EXERCISE GOAL: What you output should match the data below exactly.
***** DATASET *****
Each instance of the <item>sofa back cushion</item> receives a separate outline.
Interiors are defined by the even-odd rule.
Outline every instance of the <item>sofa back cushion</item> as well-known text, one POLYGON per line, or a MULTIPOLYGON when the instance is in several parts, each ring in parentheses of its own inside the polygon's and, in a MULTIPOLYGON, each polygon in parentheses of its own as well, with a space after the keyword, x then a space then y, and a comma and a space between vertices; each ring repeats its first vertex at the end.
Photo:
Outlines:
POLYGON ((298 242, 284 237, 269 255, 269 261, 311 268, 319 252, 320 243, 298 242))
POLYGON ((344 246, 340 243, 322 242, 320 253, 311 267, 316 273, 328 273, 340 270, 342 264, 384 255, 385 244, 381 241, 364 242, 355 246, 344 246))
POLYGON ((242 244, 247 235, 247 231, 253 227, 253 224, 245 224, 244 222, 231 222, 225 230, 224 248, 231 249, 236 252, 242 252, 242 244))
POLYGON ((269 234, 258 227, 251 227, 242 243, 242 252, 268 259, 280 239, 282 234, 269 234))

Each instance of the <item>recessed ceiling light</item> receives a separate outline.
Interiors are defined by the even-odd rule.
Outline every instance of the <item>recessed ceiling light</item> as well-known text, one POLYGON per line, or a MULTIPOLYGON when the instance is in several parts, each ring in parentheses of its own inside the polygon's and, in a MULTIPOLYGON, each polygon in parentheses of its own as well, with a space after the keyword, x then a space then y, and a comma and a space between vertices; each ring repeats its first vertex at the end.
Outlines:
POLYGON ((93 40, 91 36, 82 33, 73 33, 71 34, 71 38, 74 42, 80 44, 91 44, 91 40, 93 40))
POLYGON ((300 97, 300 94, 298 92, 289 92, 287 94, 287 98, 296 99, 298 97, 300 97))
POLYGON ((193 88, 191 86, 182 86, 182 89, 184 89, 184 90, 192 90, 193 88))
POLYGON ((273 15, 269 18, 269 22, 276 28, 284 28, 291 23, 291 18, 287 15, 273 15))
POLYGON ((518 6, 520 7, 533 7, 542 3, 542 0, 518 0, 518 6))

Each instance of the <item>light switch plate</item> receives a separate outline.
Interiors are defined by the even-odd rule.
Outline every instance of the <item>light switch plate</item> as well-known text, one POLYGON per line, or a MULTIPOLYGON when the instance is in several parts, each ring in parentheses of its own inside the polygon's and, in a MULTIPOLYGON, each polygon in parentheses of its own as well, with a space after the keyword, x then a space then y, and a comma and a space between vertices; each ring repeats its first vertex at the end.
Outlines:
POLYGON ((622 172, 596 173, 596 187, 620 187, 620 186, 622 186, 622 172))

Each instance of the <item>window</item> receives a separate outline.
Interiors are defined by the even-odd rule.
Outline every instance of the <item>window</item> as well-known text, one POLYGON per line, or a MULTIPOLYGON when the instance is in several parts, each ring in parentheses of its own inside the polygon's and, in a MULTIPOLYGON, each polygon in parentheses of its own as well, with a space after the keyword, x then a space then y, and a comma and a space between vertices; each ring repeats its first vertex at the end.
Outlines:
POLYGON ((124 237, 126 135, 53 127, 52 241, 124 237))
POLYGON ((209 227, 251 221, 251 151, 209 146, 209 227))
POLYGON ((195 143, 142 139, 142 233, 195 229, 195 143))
*****
REPLY TO THE EXERCISE:
Each instance of the <item>sofa back cushion</item> receives a separate outline.
Interiors are defined by the even-odd rule.
Outline every instance of the <item>sofa back cushion</item> as well-known text, one POLYGON per line, or a MULTIPOLYGON when the instance is in several parts, each ring in parentheses of its own inside the polygon's and, in a MULTIPOLYGON, each polygon in parentheses of its own as well, with a space after the keyword, x then a space then y, and a comma and a space between vertices; each ring repeats its first vertex at the end.
Photo:
Outlines:
POLYGON ((298 242, 284 237, 269 255, 269 261, 311 268, 319 252, 320 243, 298 242))
POLYGON ((344 246, 340 243, 322 242, 320 253, 311 267, 316 273, 328 273, 340 270, 342 264, 384 255, 385 244, 381 241, 364 242, 355 246, 344 246))
POLYGON ((242 244, 247 235, 247 231, 253 227, 253 224, 245 224, 244 222, 231 222, 225 230, 224 248, 231 249, 236 252, 242 252, 242 244))
POLYGON ((269 234, 258 227, 251 227, 242 243, 242 252, 268 259, 280 239, 282 234, 269 234))

Each instance of the <item>recessed ceiling light</item> receives a separate outline.
Interiors are defined by the even-odd rule.
Outline every instance of the <item>recessed ceiling light</item> as well-known text, one POLYGON per line, or a MULTIPOLYGON when the instance is in several parts, each ring in parentheses of its own inside the polygon's and, in a MULTIPOLYGON, each polygon in parentheses of its own as well, with a space after the keyword, x then a space then y, and a comma and a space between vertices; each ring repeats its first vertex at the end.
Outlines:
POLYGON ((93 40, 91 36, 82 33, 73 33, 71 34, 71 38, 74 42, 80 44, 91 44, 91 40, 93 40))
POLYGON ((300 97, 300 94, 298 92, 289 92, 287 94, 287 98, 296 99, 298 97, 300 97))
POLYGON ((193 88, 191 86, 182 86, 182 89, 184 89, 184 90, 192 90, 193 88))
POLYGON ((273 15, 269 18, 269 22, 276 28, 284 28, 291 23, 291 18, 287 15, 273 15))
POLYGON ((518 6, 520 7, 533 7, 542 3, 542 0, 518 0, 518 6))

Each instance of the <item>light switch plate</item> receives a separate outline.
Interiors are defined by the even-odd rule.
Outline every instance of the <item>light switch plate</item> as well-known text, one POLYGON per line, or a MULTIPOLYGON when the instance is in several parts, each ring in parentheses of its own inside the polygon's and, in a MULTIPOLYGON, each polygon in parentheses of its own as well, with a space after the keyword, x then a space then y, and a comma and a space between vertices; each ring repeats its first vertex at the end.
Outlines:
POLYGON ((622 172, 596 173, 596 187, 620 187, 620 186, 622 186, 622 172))

Each instance of the <item>window</item> receives a separate outline.
Interiors are defined by the even-odd rule.
Outline every instance of the <item>window</item> as well-known text, one POLYGON per line, or a MULTIPOLYGON when the instance is in several parts, each ring in parentheses of its own inside the polygon's and, in a MULTIPOLYGON, each polygon in parentheses of its own as well, with a space after the keyword, x then a space then y, and a comma and a space between vertices; each ring repeats its first vertex at the end.
Outlines:
POLYGON ((124 237, 126 135, 53 127, 52 241, 124 237))
POLYGON ((209 227, 251 221, 251 151, 209 146, 209 227))
POLYGON ((195 143, 142 139, 142 233, 195 229, 195 143))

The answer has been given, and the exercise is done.